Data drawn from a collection
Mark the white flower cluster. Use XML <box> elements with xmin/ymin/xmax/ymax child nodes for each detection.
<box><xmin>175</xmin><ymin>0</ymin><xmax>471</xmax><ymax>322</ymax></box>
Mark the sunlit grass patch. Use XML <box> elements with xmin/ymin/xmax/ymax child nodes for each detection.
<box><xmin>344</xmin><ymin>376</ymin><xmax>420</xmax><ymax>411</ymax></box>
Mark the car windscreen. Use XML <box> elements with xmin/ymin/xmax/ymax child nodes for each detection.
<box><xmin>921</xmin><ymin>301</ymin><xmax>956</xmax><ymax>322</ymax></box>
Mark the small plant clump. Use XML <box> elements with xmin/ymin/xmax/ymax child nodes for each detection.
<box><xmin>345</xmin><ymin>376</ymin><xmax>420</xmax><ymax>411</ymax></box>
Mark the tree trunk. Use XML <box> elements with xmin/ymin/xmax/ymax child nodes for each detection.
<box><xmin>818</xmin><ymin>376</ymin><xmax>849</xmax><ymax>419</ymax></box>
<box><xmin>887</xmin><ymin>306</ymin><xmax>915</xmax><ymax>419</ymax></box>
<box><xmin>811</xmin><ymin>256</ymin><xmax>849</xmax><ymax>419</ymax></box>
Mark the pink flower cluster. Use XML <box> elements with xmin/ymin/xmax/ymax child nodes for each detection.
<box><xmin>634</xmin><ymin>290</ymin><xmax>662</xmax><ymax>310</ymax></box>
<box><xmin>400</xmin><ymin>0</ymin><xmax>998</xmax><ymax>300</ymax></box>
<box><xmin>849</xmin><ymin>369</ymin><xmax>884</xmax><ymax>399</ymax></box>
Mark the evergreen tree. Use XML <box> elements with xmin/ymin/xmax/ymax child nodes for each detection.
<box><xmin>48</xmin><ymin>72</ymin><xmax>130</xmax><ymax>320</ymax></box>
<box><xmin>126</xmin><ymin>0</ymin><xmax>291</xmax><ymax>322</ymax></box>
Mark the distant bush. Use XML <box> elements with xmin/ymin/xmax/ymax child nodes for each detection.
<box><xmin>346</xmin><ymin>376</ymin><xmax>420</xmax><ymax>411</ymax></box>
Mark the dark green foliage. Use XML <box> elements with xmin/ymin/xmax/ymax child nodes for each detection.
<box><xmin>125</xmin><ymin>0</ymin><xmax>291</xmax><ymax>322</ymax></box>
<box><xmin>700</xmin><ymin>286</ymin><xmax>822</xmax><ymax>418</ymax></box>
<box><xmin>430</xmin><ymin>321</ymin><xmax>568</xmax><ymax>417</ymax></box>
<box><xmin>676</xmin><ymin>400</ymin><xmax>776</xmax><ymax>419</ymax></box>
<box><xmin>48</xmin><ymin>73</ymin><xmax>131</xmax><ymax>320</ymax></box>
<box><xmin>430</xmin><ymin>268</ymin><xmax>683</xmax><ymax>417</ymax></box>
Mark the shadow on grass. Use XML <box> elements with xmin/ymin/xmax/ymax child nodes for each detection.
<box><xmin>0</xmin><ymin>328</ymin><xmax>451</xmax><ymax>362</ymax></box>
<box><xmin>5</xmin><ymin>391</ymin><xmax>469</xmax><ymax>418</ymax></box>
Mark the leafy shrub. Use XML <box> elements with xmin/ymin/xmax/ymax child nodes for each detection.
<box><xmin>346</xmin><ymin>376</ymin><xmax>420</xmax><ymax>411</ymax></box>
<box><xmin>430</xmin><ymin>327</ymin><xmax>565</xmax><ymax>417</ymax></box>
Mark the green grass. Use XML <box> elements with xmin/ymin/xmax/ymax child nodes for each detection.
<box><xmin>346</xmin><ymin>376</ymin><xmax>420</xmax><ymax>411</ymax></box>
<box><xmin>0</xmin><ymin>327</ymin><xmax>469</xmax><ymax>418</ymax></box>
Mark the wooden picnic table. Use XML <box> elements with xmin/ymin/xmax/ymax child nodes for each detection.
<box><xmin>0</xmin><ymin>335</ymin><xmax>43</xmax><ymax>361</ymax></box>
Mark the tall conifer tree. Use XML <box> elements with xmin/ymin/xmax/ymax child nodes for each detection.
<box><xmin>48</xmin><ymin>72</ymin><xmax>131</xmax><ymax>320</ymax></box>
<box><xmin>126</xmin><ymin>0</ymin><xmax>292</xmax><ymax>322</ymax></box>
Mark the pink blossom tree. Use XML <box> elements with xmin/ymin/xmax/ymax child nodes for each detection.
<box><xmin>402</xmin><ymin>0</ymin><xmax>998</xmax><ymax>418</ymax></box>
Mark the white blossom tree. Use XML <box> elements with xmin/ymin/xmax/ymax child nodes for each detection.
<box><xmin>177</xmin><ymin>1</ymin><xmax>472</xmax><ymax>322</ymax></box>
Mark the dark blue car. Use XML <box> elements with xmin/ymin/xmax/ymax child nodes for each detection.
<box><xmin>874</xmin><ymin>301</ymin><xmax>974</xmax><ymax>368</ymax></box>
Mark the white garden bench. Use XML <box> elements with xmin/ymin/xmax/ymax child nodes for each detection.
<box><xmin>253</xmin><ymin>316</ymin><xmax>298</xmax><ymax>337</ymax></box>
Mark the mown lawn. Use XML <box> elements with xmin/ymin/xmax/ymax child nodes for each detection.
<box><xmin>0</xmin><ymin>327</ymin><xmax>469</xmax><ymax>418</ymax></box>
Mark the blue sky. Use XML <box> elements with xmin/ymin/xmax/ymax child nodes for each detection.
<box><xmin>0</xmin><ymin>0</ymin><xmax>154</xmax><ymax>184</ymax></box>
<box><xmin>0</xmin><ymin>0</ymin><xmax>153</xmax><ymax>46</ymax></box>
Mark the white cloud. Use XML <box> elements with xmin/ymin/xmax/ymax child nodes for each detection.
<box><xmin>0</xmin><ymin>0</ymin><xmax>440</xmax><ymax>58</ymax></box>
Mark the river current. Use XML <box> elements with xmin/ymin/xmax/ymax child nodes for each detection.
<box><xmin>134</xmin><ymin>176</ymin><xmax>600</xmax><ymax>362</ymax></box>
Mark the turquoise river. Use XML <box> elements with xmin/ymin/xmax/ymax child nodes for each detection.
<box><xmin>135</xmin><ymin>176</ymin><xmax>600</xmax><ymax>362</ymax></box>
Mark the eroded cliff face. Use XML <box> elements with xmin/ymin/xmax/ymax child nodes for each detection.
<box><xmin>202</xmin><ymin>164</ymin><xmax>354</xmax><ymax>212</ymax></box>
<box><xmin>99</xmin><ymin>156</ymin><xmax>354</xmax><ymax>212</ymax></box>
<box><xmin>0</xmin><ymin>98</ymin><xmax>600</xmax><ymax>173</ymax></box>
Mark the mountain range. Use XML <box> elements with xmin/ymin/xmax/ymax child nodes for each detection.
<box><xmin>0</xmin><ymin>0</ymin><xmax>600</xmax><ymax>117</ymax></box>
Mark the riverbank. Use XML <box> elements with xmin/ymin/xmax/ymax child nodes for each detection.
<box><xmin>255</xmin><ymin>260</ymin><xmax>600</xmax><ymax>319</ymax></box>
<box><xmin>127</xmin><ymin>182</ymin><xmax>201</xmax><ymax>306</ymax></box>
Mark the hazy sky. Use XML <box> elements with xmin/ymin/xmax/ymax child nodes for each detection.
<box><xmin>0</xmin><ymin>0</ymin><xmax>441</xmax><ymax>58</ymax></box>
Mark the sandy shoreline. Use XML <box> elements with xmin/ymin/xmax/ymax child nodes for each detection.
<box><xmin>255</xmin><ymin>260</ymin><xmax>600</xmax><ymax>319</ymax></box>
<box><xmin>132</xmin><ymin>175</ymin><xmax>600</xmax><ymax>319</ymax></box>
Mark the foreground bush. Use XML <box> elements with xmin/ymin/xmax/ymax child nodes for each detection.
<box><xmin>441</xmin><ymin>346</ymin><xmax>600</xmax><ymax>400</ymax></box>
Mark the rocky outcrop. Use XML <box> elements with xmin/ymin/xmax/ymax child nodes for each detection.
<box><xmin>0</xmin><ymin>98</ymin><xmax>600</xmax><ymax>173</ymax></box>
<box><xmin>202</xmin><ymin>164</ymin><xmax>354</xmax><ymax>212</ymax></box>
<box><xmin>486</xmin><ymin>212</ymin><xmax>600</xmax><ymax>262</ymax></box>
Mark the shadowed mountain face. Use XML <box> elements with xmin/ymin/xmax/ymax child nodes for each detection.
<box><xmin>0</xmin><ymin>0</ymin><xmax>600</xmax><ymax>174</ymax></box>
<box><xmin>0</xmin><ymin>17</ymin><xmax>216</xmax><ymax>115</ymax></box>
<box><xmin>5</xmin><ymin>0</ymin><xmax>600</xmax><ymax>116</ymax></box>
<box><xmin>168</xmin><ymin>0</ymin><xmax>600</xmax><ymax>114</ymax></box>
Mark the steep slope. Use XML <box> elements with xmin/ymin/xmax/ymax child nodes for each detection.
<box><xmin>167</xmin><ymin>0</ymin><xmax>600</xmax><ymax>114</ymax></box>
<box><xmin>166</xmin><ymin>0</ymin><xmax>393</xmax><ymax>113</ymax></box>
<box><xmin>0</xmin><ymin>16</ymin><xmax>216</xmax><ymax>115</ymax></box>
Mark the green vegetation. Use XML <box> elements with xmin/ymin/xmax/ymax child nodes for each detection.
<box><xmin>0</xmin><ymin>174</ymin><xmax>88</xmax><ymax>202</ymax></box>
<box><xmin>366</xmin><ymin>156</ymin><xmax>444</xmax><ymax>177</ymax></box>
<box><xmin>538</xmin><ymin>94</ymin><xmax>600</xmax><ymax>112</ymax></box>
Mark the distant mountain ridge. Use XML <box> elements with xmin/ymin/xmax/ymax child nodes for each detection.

### [What you should do]
Please find each line in the material above that contains the word "cluster", and copy those lines out in full.

### [Output for this exercise]
Mark the white flower cluster. Use XML <box> elements with xmin/ymin/xmax/ymax child nodes for each detection.
Mark the pink flower cluster. Use XML <box> elements with xmin/ymin/xmax/ymax child nodes for each detection.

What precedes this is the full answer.